Prompt:
What you give back should be exactly the opening lines of the data, ending with the line that contains "--target eyelash" and including it.

[Collected data]
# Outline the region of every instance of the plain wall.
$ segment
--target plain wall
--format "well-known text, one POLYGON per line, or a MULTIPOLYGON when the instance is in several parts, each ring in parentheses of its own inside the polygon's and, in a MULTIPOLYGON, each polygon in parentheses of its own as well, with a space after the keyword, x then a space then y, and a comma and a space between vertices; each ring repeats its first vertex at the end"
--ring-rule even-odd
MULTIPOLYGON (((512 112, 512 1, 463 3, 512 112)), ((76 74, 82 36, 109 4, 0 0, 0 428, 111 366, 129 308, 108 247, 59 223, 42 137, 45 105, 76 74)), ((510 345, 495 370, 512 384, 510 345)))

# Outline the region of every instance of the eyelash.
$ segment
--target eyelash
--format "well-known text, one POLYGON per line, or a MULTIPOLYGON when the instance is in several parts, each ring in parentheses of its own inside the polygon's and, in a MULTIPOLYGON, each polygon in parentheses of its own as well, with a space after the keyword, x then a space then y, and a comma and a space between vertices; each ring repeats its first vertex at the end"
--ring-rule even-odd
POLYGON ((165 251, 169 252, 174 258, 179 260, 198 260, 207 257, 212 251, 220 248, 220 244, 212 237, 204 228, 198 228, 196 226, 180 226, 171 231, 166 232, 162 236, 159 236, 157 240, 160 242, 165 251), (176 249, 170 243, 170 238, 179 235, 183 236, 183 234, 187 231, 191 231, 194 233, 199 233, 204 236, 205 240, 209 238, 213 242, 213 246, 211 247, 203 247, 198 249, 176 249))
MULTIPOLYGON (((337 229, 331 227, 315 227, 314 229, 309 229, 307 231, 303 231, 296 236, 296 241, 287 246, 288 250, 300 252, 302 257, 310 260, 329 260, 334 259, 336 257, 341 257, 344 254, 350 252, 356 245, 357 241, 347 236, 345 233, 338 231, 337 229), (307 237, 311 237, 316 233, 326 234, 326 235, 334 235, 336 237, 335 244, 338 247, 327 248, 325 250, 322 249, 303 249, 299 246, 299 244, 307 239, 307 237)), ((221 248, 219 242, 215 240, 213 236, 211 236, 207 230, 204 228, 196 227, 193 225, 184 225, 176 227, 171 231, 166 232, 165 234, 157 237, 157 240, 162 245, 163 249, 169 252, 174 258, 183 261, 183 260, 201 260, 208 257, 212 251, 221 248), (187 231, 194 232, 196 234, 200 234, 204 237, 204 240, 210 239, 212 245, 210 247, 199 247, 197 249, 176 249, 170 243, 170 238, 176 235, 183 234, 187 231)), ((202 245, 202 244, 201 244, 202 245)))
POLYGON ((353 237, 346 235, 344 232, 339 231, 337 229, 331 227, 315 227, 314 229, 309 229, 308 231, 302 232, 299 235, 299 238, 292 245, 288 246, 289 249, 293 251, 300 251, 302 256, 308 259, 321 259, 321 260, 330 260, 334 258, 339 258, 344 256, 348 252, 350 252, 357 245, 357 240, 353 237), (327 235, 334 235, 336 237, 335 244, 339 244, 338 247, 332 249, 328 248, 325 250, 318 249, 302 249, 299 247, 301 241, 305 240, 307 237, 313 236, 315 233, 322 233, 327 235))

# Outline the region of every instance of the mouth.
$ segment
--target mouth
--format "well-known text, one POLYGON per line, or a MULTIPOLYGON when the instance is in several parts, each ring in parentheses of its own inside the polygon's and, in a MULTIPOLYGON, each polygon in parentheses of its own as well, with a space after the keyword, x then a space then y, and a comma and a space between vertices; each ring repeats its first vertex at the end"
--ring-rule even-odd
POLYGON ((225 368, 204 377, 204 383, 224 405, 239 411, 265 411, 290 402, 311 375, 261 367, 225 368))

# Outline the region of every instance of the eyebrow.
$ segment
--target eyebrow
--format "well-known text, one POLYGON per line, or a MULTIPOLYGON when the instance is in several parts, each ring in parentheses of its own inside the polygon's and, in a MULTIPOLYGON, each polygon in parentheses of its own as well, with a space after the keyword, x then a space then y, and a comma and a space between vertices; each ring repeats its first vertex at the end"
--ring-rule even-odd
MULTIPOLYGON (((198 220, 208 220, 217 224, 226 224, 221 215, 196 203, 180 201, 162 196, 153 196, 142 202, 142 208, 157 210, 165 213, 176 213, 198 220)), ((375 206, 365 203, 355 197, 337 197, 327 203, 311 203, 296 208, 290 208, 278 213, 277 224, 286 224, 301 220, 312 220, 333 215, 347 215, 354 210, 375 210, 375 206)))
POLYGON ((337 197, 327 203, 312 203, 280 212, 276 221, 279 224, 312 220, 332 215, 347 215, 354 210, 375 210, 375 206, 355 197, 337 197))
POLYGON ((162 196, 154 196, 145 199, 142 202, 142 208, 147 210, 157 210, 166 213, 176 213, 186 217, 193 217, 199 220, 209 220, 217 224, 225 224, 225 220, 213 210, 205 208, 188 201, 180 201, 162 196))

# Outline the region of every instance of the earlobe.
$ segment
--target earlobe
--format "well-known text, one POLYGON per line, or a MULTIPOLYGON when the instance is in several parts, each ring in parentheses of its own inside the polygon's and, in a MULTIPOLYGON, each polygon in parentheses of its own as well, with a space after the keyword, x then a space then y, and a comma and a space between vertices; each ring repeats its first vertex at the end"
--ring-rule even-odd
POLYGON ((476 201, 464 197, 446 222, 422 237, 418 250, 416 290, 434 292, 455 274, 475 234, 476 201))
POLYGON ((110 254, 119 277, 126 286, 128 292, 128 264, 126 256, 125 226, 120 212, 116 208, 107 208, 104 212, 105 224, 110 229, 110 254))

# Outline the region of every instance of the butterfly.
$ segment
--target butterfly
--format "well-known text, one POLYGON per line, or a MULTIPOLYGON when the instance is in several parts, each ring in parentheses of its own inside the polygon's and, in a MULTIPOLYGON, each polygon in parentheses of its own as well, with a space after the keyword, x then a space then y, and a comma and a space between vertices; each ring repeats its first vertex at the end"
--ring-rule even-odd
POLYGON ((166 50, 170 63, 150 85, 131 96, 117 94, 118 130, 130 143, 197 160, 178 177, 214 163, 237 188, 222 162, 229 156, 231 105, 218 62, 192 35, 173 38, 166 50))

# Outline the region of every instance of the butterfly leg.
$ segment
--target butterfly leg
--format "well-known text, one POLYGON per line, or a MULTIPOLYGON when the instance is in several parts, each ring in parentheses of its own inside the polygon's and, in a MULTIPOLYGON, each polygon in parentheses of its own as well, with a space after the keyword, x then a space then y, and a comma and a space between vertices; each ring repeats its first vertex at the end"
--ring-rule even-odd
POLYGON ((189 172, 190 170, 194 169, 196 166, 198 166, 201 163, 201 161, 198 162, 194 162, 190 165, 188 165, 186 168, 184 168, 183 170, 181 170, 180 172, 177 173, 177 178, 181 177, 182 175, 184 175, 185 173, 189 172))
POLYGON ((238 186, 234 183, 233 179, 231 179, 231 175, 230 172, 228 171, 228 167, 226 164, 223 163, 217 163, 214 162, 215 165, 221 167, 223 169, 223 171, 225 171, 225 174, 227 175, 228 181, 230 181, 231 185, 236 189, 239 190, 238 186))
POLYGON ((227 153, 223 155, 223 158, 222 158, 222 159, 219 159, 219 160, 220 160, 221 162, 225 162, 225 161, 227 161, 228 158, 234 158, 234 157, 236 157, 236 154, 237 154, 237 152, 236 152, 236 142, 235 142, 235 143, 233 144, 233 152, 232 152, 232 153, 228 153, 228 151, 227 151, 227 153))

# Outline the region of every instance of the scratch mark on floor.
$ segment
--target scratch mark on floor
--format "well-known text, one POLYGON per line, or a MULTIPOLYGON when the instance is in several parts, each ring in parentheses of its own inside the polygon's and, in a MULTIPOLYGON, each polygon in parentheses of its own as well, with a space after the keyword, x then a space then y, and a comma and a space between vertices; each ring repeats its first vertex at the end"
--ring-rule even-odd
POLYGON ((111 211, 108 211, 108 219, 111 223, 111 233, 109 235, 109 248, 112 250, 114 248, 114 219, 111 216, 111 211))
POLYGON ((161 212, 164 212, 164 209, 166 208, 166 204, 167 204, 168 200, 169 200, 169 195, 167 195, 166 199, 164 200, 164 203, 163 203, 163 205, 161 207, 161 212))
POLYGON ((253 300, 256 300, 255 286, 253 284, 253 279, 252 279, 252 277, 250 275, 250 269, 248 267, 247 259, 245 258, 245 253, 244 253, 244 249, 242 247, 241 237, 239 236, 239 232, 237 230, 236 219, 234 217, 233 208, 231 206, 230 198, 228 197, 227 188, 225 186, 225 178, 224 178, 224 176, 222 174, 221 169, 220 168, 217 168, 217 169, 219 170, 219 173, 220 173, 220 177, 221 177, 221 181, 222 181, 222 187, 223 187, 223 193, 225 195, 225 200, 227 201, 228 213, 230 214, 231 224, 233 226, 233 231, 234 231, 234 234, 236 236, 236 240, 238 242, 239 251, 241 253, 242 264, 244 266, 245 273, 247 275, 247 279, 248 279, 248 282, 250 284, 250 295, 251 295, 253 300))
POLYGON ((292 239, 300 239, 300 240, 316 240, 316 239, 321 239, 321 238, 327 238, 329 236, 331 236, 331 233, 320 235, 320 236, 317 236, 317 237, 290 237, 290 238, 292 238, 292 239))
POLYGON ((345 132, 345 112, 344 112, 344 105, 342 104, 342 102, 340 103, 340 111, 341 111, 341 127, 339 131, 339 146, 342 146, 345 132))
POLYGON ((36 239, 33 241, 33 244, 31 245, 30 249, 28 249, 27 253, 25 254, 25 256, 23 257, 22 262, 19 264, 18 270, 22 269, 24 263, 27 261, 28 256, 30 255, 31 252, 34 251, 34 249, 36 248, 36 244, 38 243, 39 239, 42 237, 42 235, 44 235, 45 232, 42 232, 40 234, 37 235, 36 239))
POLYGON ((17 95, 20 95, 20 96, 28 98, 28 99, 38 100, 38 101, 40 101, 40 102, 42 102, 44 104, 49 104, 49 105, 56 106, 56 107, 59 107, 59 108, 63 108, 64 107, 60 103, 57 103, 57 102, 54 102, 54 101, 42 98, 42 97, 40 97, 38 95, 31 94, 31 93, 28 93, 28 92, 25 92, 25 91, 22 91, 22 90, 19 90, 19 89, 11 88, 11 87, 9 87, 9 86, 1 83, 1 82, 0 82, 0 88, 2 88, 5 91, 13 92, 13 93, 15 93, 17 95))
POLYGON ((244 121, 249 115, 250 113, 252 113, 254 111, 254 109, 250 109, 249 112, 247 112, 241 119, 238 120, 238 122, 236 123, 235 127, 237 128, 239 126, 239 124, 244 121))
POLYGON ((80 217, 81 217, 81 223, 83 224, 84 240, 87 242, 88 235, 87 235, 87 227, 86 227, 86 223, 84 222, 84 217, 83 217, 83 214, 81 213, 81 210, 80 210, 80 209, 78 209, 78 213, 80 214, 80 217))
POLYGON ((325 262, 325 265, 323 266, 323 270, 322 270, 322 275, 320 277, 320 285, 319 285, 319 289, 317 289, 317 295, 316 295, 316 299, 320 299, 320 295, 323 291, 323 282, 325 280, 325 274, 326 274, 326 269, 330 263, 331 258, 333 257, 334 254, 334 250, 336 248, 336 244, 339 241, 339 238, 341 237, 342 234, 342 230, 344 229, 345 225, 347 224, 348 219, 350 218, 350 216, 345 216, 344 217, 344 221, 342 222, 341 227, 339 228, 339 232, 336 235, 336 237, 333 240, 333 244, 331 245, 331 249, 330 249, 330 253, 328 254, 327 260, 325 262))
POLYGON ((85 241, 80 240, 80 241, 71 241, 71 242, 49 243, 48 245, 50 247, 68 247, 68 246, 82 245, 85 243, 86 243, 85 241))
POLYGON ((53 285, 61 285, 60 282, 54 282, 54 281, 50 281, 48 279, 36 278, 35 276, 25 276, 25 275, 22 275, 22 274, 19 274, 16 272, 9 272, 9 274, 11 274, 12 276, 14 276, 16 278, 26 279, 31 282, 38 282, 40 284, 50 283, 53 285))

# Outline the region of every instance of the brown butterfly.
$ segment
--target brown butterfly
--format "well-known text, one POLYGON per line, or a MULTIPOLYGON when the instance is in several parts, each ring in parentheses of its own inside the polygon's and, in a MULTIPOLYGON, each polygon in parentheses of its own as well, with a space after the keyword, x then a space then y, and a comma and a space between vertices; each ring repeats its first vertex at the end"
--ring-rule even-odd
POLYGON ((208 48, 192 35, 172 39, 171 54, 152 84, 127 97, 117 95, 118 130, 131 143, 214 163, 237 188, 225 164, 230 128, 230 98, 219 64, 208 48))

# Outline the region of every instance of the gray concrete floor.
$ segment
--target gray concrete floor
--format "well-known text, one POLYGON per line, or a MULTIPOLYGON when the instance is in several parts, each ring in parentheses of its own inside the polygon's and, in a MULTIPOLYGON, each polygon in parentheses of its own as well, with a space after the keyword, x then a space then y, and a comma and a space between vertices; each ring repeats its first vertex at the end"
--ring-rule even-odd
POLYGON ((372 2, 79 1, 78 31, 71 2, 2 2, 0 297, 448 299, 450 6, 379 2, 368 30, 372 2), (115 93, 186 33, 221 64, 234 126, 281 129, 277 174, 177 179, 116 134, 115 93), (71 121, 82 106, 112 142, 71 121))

Solution below:
# Outline the region of every instance of the plain wall.
$ segment
--target plain wall
--format "well-known text, one POLYGON per line, or a MULTIPOLYGON when the instance is in several parts, each ring in parentheses of its own inside the polygon's and, in a MULTIPOLYGON, each polygon in parentheses of its own as well, with a space after the keyword, x then a space then y, and a comma and a space between vertices; each ring repeats its first vertex at the end"
--ring-rule even-odd
MULTIPOLYGON (((512 112, 512 1, 463 3, 512 112)), ((76 74, 82 36, 109 4, 0 0, 0 428, 111 366, 129 308, 108 247, 59 223, 42 137, 45 105, 76 74)), ((510 345, 495 370, 512 384, 510 345)))

# Outline the region of every instance of the eyelash.
$ segment
--target eyelash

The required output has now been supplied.